**Exercice court A:**
Quelles lignes du listing contiennent la chaîne « sign » ? Renvoyez chacune d'elles sans la modifier.

**Extrait du document:**

┄┄┄┄┄┄┄┄┄┄┄┄┄┄┄┄┄┄┄┄

Le festival de Ken. Ainsi donc, cette 59e édition du festival, que Thierry Frémaux, délégué artistique, avait placé, lors de l'annonce de la sélection sous le signe du " renouvellement " se clôt avec une Palme d'or décernée au doyen de la compétition... Avec Le Vent se lève, l'indémodable Ken Loach, un des rares habitués du festival présents cette année aura donc renvoyé à leurs chères études Sofia Coppola, Richard Kelly et autres Richard Linklater... Notons que l'Anglais reçoit sa Palme (remise à l'unanimité) dix ans après son compatriote Mike Leigh, sacré pour Secrets et mensonges.
Cannes Loach
Ken Loach connaît la Croisette comme sa poche : avec Le Vent se lève(photo), film d'époque dans lequel il évoque le combat des Irlandais pour l'indépendance en 1920, se retrouve pour la huitième fois en compétition –cinq autres de ses films ayant par ailleurs été présentés dans des sections parallèles. Il n'avait pourtant obtenu que quatre récompenses : deux Prix du jury (pour Hidden Agenda en 1990 et Raining stones en 1993), un Prix du scénario pour
Sweet Sixteen et un Prix du cinéma contemporain pour Regards et Sourires en 1981.
Almodovar se console
Les deux grands favoris des festivaliers se retrouvent eux aussi au palmarès. Six ans après le Prix de la Mise en scène obtenu pour Tout sur ma mère (alors que tout le monde lui prédisait la plus haute marche du podium), Pedro Almodovar voit encore la Palme d'Or lui échapper, mais se console avec deux récompenses pour Volver (photo): Prix du scénario et Prix d'interprétation pour l'ensemble de la distribution féminine du film. Autre cinéaste latin, le Mexicain Alejandro González Inárritu, qu'on avait découvert à Cannes à la Semaine de la Critique avec Amours chiennes en 2000) décroche un Prix de la mise en scène difficilement contestable pour Babel, oeuvre polyphonique virtuose tournée entre le Japon, Mexique et le Maroc.

┄┄┄┄┄┄┄┄┄┄┄┄┄┄┄┄┄┄┄┄

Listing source
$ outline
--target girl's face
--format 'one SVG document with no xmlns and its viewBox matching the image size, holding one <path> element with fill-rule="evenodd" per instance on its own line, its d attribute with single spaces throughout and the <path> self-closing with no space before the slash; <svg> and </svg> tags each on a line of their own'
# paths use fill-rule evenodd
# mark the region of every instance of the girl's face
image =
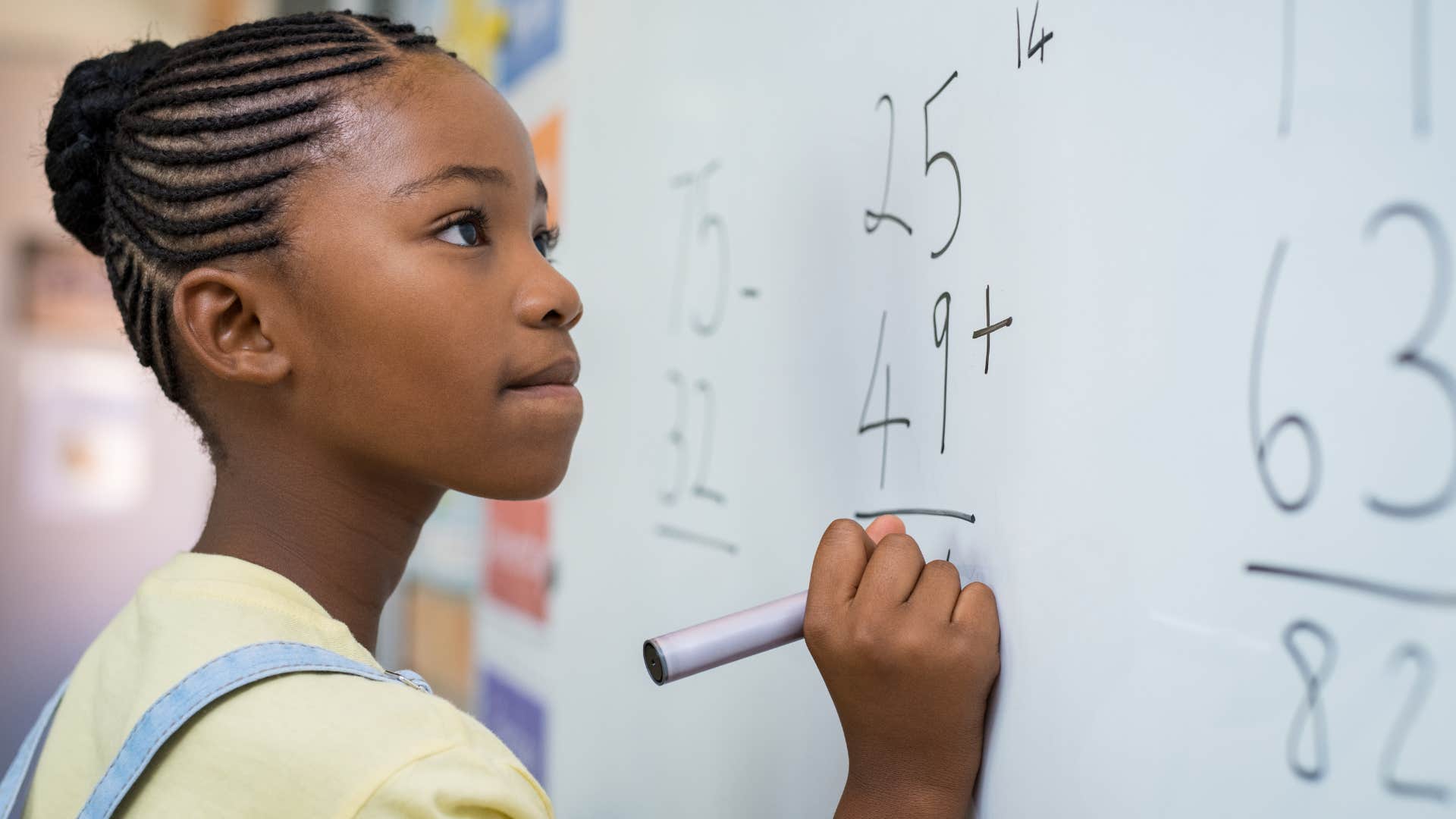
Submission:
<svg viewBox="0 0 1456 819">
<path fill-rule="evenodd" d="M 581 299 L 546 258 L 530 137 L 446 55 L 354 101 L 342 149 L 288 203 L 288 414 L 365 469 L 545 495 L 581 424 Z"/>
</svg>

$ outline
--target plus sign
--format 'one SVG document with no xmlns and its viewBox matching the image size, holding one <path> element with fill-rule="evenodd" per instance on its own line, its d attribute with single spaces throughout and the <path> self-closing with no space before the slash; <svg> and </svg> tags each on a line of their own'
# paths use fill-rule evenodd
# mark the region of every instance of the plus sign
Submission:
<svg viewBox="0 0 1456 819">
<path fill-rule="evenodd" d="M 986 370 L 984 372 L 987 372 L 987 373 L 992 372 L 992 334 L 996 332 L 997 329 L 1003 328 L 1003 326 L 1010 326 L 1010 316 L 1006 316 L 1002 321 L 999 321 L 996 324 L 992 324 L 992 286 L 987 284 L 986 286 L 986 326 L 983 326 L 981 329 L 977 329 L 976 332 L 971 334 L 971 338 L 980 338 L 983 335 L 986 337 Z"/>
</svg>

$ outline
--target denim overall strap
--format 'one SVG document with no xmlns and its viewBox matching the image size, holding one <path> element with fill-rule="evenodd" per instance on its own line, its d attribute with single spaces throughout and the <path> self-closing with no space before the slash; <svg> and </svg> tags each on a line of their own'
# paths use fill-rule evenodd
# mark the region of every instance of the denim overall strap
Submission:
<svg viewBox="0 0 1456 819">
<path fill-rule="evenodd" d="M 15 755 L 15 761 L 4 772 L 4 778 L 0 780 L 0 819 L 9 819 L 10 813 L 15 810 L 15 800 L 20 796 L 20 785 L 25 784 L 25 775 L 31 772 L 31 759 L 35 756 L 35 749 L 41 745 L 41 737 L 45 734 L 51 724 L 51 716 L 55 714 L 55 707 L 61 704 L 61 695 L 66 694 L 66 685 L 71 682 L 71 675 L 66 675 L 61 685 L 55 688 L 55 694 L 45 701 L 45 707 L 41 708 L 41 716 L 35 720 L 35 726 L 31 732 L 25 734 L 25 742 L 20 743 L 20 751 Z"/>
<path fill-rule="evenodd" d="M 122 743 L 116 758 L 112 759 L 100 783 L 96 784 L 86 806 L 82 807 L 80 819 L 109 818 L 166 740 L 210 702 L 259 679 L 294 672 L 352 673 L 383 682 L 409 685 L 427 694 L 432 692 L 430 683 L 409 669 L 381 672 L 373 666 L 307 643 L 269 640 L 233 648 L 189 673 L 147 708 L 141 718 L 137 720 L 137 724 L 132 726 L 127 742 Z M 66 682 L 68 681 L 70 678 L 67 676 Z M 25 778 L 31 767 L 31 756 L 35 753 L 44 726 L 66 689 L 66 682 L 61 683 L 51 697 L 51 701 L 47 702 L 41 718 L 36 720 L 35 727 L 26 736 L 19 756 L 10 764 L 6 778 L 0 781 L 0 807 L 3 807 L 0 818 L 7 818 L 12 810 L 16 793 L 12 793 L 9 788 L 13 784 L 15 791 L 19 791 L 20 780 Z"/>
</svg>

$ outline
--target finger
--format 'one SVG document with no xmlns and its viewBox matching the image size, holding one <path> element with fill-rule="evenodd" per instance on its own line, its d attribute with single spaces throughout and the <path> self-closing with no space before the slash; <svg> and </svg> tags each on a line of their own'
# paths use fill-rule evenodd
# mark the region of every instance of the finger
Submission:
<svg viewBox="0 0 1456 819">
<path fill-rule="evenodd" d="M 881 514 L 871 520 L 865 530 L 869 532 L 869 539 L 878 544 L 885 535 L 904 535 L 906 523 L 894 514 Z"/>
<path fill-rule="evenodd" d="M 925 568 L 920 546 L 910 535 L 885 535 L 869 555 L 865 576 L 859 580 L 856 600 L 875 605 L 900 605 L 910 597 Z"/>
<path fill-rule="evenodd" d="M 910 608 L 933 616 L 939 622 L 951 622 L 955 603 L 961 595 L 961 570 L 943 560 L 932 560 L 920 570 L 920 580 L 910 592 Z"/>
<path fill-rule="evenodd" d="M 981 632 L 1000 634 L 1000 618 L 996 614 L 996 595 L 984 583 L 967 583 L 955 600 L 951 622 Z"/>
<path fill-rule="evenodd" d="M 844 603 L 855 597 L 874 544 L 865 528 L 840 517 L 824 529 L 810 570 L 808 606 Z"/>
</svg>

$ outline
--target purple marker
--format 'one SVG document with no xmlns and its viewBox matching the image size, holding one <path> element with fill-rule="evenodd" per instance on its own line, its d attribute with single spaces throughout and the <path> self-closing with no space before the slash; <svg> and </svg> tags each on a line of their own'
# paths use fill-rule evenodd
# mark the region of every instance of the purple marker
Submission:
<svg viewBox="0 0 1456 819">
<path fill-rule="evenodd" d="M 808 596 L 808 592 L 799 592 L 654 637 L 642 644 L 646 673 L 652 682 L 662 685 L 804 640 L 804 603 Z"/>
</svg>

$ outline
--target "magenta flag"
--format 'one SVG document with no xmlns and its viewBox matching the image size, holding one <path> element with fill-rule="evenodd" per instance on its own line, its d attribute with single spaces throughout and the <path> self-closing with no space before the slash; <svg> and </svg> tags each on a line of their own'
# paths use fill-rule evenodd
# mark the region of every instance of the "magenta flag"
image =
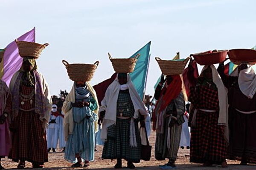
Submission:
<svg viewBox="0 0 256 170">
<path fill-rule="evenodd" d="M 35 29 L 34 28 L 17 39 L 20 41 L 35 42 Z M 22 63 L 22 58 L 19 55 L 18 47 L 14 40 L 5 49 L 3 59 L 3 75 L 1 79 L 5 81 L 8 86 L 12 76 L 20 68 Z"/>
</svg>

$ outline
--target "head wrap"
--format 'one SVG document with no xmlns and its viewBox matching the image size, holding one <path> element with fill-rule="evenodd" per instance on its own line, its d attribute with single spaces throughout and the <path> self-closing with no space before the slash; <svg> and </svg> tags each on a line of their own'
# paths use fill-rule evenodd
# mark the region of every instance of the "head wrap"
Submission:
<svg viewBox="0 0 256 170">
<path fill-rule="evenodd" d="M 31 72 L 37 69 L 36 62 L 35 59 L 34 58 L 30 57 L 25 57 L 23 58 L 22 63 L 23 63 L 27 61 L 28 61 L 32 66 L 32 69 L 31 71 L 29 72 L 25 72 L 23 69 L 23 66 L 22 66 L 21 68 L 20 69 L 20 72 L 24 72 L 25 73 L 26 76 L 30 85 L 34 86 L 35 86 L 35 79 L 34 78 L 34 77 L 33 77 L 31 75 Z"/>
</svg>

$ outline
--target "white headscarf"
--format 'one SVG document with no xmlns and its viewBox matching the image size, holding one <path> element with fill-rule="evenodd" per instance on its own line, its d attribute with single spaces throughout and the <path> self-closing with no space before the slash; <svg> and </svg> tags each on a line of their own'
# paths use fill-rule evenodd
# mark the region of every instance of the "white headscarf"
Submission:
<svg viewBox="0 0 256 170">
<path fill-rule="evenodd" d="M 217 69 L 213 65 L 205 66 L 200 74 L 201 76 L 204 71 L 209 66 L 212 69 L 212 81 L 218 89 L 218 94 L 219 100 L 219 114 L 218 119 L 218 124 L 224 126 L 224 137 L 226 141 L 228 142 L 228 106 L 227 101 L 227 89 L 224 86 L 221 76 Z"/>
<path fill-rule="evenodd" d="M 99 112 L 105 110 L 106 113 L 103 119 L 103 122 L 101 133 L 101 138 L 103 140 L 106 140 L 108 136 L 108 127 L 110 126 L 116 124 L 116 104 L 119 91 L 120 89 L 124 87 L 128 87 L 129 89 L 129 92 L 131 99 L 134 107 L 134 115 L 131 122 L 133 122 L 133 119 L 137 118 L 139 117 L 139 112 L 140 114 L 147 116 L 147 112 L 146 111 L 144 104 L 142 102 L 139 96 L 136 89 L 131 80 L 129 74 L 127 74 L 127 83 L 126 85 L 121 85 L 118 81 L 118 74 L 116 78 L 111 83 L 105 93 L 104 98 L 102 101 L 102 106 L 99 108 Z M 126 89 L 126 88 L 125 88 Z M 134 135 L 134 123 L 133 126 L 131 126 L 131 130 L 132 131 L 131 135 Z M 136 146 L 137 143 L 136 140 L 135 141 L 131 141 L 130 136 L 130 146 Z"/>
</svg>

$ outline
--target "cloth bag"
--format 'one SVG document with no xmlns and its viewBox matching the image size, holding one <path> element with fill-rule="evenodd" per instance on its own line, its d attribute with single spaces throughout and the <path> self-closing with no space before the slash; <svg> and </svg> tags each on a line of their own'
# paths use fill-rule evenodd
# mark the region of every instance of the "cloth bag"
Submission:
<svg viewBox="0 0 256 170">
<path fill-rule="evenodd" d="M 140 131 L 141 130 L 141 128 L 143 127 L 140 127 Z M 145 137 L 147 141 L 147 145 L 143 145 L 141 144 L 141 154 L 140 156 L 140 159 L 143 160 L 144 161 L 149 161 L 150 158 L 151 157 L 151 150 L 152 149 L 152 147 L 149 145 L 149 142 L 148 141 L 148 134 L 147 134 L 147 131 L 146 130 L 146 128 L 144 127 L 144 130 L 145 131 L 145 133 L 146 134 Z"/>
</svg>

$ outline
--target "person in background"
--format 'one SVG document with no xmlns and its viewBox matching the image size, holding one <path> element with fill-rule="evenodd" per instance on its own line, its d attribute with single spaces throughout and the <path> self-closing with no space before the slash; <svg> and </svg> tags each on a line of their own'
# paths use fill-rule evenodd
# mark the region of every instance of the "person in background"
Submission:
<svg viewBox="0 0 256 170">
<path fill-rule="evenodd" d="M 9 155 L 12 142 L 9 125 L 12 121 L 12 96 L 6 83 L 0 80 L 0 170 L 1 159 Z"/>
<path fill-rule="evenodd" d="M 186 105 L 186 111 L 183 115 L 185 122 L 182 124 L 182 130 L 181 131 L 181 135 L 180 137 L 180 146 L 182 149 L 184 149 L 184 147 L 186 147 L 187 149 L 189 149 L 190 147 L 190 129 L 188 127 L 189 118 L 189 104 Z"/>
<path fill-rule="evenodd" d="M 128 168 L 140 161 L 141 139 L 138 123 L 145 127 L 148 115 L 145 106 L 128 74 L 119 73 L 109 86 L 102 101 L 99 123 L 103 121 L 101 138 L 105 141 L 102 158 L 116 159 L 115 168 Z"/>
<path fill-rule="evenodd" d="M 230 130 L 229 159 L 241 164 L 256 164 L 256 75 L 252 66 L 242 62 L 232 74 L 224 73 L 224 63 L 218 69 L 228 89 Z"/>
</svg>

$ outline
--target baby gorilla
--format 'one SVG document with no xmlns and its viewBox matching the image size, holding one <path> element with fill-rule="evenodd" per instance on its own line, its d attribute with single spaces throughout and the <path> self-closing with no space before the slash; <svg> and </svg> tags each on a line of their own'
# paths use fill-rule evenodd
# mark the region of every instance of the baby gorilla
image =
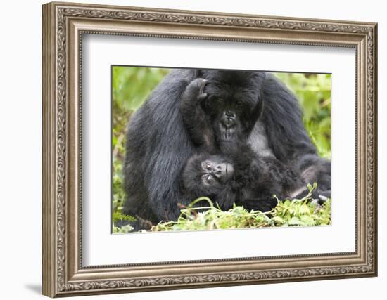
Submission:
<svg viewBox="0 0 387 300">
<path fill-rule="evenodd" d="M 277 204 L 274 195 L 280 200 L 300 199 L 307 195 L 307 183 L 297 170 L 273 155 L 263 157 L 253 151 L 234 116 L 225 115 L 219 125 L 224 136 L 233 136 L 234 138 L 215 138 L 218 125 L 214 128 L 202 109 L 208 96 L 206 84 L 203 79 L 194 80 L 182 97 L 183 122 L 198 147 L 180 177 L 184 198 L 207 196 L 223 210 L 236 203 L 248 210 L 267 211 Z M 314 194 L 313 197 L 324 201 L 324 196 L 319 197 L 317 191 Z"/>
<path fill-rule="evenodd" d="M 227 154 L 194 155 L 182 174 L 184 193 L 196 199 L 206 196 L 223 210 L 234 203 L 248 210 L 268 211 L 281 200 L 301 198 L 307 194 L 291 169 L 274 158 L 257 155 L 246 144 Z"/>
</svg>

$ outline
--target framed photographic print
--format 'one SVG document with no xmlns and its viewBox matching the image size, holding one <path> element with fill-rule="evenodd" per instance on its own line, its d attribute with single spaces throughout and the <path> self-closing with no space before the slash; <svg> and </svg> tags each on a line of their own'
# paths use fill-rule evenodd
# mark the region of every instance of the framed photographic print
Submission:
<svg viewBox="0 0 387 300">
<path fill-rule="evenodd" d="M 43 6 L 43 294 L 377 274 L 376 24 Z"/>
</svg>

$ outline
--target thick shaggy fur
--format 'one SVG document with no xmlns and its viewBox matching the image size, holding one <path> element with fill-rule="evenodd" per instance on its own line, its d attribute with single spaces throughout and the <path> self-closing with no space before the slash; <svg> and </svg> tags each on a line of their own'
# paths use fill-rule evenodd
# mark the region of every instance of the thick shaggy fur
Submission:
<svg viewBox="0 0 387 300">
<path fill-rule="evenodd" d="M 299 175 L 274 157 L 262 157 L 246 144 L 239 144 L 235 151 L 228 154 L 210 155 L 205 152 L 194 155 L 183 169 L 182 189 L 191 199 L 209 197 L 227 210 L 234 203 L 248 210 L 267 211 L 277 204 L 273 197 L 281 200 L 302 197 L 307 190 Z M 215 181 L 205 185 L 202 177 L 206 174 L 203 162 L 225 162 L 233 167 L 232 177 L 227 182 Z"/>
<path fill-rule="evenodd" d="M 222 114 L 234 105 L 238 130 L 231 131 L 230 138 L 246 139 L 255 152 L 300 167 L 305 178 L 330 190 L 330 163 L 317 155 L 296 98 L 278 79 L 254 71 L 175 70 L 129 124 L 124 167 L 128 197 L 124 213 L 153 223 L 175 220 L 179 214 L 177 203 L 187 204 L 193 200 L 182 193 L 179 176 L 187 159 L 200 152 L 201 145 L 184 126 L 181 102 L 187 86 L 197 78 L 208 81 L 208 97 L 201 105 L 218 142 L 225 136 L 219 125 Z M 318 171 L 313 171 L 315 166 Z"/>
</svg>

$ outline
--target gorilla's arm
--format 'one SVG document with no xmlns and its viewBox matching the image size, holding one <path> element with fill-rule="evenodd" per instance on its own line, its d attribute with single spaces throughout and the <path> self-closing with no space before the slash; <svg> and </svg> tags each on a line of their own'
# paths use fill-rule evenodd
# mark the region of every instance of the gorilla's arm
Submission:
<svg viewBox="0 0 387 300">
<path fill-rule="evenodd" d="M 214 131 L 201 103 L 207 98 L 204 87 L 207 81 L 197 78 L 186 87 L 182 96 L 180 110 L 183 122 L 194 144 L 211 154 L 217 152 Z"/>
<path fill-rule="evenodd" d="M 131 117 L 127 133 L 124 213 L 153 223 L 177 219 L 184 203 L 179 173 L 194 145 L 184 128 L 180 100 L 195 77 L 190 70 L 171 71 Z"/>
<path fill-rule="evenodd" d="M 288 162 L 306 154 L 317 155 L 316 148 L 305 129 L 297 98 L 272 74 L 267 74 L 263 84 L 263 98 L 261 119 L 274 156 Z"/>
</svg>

┄┄┄┄┄┄┄┄┄┄┄┄┄┄┄┄┄┄┄┄

**Exercice court B:**
Répondez brièvement à ces questions sur l'article consacré au festival de Cannes :
(i) Pour la combientième fois Ken Loach se retrouve-t-il en compétition avec Le Vent se lève ?
(ii) Quelles récompenses Pedro Almodovar obtient-il pour Volver ?
(iii) Pour quel film Alejandro González Inárritu décroche-t-il le Prix de la mise en scène ?

**Réponse complète A:**
--target plus sign
# mark the region of every instance of the plus sign

**Réponse complète B:**
(i) Pour la huitième fois.
(ii) Le Prix du scénario et le Prix d'interprétation pour l'ensemble de la distribution féminine du film.
(iii) Pour Babel.